> **Exercise aim**: In the records, from the line containing "In the photo above, where can the black polo" through the line containing "column 317, row 105", both included, swap "black polo shirt" for "navy polo shirt" and give those lines back with nothing else altered.

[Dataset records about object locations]
- - - -
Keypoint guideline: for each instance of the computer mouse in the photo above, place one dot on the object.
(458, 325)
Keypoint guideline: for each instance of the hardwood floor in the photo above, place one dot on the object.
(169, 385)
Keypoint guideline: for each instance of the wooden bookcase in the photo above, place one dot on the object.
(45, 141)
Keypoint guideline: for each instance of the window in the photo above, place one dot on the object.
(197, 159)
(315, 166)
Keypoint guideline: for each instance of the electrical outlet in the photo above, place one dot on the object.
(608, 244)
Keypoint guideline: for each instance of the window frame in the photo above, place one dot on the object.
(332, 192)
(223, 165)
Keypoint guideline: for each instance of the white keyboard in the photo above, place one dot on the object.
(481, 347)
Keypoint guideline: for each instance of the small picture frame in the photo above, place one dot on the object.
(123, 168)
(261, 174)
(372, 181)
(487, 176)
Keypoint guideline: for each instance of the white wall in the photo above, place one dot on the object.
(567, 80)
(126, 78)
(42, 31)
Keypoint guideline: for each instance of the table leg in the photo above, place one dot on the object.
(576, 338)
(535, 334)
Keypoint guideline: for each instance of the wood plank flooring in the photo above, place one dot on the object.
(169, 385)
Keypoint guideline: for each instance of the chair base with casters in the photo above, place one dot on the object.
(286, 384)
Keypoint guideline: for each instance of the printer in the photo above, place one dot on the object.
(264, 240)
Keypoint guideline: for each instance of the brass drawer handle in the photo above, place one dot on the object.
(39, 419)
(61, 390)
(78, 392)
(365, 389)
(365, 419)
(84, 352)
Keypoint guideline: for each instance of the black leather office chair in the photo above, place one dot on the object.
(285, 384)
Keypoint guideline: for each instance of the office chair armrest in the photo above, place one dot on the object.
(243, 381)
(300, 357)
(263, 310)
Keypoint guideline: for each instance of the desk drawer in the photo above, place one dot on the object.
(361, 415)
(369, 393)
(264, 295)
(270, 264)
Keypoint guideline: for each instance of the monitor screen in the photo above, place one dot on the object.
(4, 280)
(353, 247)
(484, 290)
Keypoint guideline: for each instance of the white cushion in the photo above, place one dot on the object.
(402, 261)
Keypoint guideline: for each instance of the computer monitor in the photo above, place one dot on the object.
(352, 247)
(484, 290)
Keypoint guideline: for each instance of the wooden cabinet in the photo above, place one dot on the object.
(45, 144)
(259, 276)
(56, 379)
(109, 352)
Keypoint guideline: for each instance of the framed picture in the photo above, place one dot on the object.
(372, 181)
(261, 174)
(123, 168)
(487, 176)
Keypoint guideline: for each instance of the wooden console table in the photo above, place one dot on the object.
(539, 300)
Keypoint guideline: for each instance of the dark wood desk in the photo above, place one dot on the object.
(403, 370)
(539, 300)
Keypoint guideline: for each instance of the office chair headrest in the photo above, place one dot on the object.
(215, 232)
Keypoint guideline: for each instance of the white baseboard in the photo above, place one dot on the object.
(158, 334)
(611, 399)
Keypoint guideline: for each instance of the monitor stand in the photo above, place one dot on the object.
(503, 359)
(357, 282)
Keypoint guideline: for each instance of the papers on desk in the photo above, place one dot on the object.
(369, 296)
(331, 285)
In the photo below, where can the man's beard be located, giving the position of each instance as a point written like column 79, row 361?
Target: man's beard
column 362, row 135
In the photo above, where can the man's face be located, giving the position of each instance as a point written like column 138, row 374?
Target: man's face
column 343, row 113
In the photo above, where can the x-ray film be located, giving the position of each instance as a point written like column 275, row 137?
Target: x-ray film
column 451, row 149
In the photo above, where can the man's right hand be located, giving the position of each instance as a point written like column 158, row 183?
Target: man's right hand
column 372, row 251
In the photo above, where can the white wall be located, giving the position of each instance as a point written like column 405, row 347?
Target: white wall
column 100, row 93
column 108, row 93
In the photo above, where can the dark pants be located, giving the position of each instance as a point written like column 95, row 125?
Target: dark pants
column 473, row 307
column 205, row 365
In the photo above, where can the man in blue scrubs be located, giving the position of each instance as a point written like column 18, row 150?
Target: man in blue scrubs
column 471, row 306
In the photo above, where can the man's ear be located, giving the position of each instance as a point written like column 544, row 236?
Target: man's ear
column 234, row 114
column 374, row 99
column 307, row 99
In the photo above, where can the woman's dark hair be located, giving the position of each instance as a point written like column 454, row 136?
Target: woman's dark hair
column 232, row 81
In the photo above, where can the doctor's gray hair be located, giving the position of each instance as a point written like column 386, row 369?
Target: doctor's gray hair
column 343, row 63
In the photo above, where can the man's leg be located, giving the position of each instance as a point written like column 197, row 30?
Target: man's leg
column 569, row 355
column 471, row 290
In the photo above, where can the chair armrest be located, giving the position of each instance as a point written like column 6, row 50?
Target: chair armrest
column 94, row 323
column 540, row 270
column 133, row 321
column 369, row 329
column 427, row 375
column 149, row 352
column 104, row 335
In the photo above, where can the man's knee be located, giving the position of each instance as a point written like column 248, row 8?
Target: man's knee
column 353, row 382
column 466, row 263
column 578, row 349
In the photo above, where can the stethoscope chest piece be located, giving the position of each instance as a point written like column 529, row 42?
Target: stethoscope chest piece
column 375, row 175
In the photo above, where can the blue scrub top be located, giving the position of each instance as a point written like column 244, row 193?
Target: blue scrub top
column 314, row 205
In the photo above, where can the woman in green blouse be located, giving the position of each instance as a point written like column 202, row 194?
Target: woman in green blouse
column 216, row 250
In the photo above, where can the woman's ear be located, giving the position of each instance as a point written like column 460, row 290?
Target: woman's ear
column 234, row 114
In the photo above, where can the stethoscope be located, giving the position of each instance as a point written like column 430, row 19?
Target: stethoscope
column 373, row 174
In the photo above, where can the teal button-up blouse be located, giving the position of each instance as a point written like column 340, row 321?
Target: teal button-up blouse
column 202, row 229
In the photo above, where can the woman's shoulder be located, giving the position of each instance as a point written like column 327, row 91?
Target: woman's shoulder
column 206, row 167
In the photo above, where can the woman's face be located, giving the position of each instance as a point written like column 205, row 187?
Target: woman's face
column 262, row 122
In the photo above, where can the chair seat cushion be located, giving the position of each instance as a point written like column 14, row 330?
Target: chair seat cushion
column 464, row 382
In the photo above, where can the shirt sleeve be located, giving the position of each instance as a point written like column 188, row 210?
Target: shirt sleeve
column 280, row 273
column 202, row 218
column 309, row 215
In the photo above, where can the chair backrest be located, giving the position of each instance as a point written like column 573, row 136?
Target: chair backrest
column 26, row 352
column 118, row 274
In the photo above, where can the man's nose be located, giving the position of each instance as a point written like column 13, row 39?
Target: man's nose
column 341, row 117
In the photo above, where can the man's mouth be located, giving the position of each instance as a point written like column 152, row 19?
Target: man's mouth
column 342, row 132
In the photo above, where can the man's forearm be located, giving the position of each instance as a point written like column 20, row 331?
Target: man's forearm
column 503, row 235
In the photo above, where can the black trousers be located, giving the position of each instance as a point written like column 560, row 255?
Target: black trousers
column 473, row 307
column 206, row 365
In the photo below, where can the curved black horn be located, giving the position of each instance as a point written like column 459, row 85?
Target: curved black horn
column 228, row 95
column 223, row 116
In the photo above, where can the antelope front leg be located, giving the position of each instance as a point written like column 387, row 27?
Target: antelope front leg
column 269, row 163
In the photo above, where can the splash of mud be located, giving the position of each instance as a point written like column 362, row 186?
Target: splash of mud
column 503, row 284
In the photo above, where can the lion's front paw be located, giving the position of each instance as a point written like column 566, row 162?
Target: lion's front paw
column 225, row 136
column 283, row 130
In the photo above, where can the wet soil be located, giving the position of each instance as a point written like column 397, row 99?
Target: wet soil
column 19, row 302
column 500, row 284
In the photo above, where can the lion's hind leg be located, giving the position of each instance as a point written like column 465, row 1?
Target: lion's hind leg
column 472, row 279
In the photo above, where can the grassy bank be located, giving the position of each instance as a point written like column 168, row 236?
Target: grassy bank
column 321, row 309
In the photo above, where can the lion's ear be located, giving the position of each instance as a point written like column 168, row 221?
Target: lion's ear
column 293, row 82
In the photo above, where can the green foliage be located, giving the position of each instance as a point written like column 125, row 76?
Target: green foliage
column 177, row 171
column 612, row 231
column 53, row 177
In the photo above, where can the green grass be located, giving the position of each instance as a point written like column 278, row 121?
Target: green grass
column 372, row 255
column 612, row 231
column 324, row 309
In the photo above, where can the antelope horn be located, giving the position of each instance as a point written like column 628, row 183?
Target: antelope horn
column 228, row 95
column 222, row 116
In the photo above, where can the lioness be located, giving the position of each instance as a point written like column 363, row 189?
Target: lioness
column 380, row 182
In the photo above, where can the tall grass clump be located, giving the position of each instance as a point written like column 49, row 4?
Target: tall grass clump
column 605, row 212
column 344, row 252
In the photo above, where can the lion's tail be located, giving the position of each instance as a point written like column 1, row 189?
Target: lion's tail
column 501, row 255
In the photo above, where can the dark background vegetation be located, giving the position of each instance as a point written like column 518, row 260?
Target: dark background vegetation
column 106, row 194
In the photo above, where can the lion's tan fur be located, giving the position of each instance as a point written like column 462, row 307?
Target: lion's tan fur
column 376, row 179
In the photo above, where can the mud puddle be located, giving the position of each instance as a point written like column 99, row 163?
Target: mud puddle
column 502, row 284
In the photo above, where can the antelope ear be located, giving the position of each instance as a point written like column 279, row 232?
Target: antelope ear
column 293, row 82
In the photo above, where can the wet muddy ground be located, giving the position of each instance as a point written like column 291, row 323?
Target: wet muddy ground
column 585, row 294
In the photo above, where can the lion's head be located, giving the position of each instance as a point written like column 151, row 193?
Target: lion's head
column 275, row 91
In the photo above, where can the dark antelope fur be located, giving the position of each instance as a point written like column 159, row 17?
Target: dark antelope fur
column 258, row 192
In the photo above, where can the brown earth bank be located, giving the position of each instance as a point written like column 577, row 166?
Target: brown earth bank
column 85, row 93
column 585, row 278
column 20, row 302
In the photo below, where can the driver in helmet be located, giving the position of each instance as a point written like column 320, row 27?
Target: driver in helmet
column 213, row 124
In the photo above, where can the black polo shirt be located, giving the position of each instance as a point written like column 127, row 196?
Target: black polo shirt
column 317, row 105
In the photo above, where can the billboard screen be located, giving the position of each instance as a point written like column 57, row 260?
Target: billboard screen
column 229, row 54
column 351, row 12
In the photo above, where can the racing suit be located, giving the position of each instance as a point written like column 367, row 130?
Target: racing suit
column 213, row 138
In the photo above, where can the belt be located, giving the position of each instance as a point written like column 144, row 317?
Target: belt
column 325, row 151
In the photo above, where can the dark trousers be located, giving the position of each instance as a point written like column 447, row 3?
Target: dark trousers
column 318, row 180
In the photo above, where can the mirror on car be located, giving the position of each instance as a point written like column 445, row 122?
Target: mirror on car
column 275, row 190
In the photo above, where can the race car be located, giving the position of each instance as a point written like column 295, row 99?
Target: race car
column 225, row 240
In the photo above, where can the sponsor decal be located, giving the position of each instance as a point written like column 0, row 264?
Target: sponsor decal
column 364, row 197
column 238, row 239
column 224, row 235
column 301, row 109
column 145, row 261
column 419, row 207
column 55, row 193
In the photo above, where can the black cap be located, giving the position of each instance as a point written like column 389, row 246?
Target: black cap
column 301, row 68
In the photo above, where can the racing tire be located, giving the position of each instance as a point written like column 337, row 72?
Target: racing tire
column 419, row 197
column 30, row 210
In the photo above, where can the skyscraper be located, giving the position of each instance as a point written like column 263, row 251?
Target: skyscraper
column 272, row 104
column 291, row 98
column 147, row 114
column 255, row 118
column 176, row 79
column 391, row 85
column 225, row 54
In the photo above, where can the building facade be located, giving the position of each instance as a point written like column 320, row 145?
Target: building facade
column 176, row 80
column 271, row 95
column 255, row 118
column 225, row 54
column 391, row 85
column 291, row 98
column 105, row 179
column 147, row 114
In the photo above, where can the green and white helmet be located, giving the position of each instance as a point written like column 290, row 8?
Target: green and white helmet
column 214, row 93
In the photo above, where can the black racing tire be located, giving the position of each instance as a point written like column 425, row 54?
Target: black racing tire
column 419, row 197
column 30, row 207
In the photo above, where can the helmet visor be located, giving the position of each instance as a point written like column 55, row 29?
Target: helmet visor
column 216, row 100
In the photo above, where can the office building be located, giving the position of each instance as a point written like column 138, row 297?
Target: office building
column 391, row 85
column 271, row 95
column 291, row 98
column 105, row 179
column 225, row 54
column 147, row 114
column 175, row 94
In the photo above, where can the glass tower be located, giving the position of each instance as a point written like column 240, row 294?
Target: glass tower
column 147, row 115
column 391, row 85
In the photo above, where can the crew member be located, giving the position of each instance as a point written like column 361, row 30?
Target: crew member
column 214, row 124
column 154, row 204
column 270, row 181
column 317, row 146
- - - -
> **Solution to this exercise**:
In the photo above, where can the navy polo shirt be located, giving the position of each instance as a point written like column 127, row 196?
Target: navy polo shirt
column 317, row 105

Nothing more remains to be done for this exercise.